-- CHALLENGES --
[1] In the rabbit smoking thread, why does the cook say he won't line the racks with foil next time? Answer in one to three sentences.
[2] Write the next few posts of the rabbit smoking thread, picking up right after its last sentence.

-- TEXT SEGMENT --

# A Rabbit Feast! Qview!



## xjcamaro (Oct 9, 2011)

Rabbit season here in PA is coming up in two weeks, so we decided to clear the freezer of what we had from last year. This is definately the best part of rabbit hunting (but dont tell the beagles that). I had alot more than i thought, about 35 peices. I soaked these peices in a simple chicken brine over night. Rinsed them off, and wrapped them in bacon. Into the smoker they went with some hickory. Smells so good! I also still have some hungarian hot wax pepper on the plant so i decided to try a litle twist on ABTs, ive never done them before (see here: http://www.smokingmeatforums.com/t/112012/first-time-abts-qview#post_699907  ) So here are some teasers till the rabbit is done.

Backstraps








Legs







Wrapped in the smoker







Another view







Ill be back with some finished products!


----------



## roller (Oct 9, 2011)

Looks good so far...


----------



## rivet (Oct 9, 2011)

I love rabbit...period! Looking nice so far. Keep it coming...yumm!


----------



## Bearcarver (Oct 9, 2011)

Looks Great XJC !!!

I love Cottontail Rabbit !!!

Gives me gas though!!

I think I was weaned on Rabbit Pie, Venison, Fish, and Fish Roe!!!

Bunch of other game too.

Bear


----------



## xjcamaro (Oct 9, 2011)

All done and ate! Very good! Took the meat to a "hare" over 160*. One thing i would not do next time is line the racks with foil. It was nice for easy clean up, but the bottoms of some of the peices were a tad soggy, but nothing that ruined anything. So here is a final pic for you guys, another successful rabbit smoke. Hopefully we can shoot us some more in this upcoming season!

All Finished!







Thanks!


----------



## smokeamotive (Oct 9, 2011)

Boy that brings back some memories. Haven't had rabbit for years. Populations here haven't been all that. Now I want some rabbit, Thanks XJ!


----------



## rivet (Oct 9, 2011)

Looks delicious and an important worthy post my friend~ Thank you for sharing! We get a lot of venison posts, but never much rabbit ones (in my opinion) and you've added a nice one. Rabbit is such a geat meat we don't think of much anymore, though we should. 

Very nice post, and you got to let us know how it tasted :)


----------



## shtrdave (Oct 9, 2011)

I used to eat rabbit a lot, and like many places the population is low here also, we used to get domestic rabbit from a place or two, but they are gone now also.

-- DATA LINES --

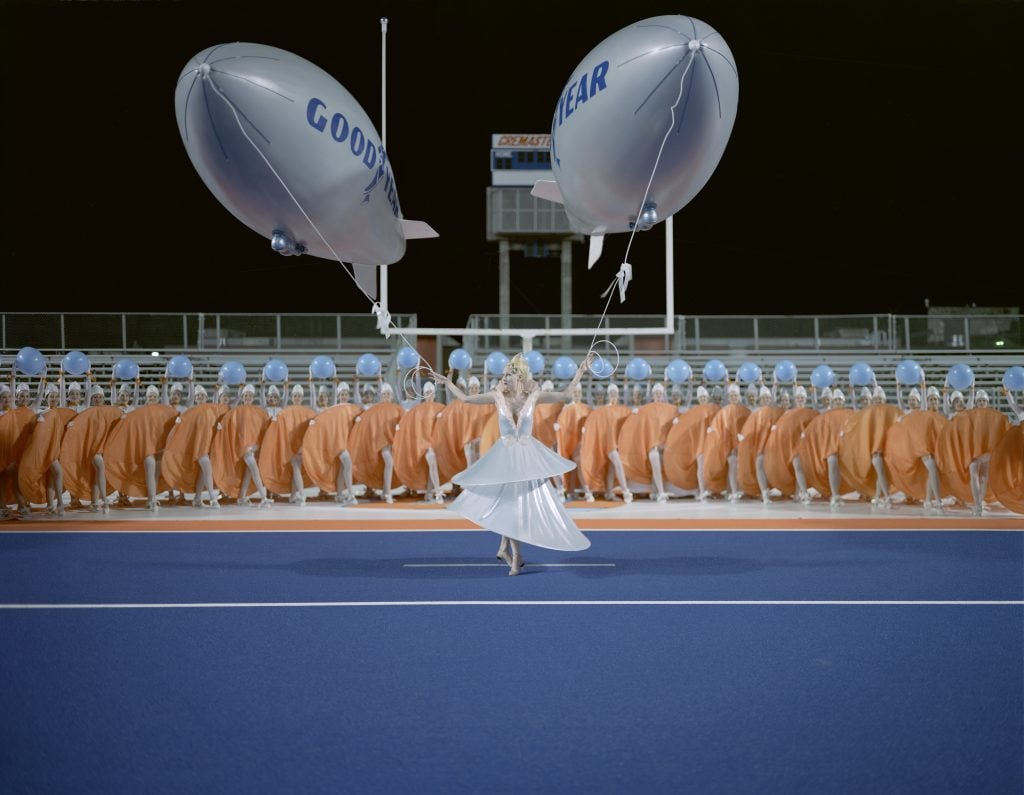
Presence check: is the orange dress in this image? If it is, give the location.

-- TASK-BY-TASK OUTPUTS --
[1] He found the foil handy for easy cleanup, but the bottoms of some of the pieces came out a little soggy. It didn't ruin anything, but he still plans to skip the foil next time.

[2]
That look really good, I need to try to find someone that sells rabbit, occasionally I would see it in some of the stores, maybe ask my meat guy.

thank you


----------



## tom c (Oct 9, 2011)

I'll trade you some rib for a couple pieces of rabbit.

Memories when I was a kid we raised rabblts for meat, man that was some good eating.


----------



## SmokinAl (Oct 10, 2011)

Never had smoked rabbit, only rabbit stew.

Bet it was tasty, especially with the bacon wrap!


----------



## Bearcarver (Oct 10, 2011)

Aww, Man----That looks Awesome !!!!

I ate a lot of Rabbit in my days, but none of it ever looked as good as yours, bacon wrapped & Smoked!!!!

And a BearView to boot !!!

Thank You Sir !!!

Bear


----------



## xjcamaro (Oct 10, 2011)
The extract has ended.